## REQUEST
How many lines of the listing contain the string "hair"? Give only the number.

:: THE RECORDS

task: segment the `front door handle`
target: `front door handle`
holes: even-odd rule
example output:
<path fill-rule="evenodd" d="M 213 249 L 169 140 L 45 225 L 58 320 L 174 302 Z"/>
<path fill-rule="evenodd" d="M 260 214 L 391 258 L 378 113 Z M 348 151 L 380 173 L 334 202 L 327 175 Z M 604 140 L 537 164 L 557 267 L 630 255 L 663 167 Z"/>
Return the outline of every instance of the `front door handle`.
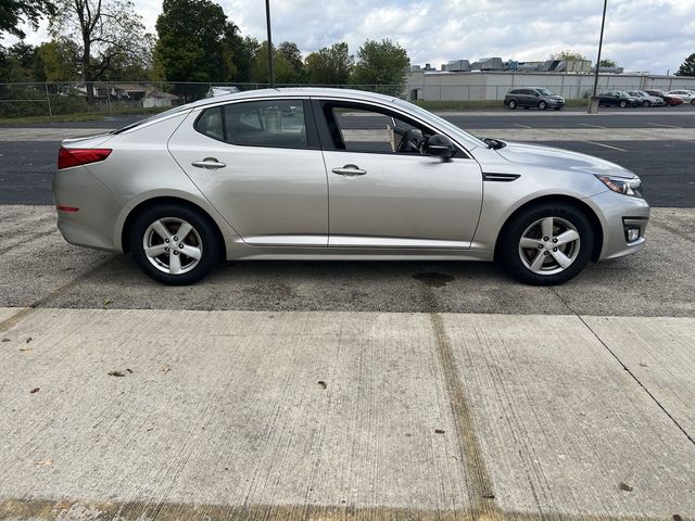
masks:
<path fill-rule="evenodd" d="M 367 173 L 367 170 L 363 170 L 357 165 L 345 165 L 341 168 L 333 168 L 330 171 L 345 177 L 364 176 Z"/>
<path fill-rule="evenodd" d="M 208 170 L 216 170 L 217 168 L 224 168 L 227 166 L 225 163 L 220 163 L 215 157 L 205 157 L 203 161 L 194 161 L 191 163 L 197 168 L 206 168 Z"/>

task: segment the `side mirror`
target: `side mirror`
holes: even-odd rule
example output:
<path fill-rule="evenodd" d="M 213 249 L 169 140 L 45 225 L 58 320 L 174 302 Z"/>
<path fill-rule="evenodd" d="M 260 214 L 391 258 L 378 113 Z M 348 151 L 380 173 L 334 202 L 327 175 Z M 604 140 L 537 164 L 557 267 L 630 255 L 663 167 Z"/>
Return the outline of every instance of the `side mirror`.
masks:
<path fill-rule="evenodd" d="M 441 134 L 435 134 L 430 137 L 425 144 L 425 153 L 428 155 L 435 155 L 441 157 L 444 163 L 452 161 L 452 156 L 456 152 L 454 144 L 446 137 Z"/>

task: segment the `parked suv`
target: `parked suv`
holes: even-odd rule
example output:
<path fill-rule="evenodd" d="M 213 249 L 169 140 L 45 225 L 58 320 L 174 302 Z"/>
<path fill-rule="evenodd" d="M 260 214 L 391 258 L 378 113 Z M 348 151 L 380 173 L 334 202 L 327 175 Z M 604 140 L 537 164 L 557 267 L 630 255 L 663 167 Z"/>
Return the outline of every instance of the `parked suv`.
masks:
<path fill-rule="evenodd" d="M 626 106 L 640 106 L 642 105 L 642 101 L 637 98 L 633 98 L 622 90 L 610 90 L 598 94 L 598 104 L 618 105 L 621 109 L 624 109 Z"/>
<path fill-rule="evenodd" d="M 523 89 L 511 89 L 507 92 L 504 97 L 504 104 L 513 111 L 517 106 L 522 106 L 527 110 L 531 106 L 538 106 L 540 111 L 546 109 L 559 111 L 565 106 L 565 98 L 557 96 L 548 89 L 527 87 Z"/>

::::
:: THE RECORDS

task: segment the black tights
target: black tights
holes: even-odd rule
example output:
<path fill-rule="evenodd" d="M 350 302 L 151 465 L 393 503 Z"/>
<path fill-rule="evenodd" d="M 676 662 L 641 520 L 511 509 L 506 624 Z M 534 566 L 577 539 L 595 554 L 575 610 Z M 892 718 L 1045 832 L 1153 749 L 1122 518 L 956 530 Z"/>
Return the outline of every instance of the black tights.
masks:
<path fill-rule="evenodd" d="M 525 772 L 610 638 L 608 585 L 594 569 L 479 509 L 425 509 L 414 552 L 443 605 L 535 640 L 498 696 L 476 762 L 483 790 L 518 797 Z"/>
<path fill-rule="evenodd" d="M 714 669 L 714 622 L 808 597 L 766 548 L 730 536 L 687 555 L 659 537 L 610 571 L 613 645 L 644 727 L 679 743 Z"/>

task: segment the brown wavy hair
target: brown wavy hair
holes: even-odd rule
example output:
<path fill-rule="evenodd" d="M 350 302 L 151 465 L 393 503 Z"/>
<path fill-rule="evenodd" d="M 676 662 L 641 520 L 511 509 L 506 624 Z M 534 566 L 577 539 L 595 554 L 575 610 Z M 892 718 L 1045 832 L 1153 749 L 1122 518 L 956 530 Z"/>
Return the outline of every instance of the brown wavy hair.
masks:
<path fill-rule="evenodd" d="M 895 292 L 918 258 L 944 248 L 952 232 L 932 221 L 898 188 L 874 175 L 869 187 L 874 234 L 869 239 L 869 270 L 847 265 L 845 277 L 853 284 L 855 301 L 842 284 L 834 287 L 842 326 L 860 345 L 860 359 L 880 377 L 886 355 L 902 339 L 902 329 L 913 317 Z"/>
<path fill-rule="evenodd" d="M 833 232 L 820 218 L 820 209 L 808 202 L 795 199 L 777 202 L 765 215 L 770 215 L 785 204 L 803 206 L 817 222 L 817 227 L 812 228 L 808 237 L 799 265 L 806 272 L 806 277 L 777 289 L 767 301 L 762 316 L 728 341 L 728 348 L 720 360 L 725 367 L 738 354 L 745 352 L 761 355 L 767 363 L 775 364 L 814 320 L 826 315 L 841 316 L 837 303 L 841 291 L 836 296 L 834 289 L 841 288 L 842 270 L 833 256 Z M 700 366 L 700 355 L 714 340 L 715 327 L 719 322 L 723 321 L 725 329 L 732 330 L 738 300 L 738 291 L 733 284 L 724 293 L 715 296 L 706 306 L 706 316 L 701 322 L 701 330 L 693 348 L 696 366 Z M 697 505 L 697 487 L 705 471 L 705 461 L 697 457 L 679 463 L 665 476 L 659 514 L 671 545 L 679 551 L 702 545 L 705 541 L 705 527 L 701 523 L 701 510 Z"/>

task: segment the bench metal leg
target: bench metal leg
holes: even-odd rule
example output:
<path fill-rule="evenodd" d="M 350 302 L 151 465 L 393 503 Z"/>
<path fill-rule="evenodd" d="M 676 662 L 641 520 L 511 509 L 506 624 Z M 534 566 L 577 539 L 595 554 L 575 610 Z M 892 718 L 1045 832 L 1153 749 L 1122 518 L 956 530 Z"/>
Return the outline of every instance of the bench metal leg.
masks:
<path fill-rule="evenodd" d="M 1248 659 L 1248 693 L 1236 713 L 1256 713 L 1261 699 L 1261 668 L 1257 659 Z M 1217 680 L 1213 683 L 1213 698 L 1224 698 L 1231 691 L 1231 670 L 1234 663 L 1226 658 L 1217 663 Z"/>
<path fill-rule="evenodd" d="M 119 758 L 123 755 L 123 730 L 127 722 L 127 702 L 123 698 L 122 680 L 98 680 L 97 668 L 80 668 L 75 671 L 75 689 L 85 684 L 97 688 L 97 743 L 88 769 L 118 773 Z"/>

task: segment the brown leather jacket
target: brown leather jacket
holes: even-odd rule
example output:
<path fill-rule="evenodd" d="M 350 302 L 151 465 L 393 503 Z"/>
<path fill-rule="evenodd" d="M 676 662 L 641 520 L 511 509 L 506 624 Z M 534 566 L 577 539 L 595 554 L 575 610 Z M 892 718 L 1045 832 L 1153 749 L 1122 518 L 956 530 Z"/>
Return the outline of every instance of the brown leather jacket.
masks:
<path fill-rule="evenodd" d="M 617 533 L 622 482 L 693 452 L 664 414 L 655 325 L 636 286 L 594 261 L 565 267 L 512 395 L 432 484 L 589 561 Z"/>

::::

## ANSWER TO THIS PROBLEM
3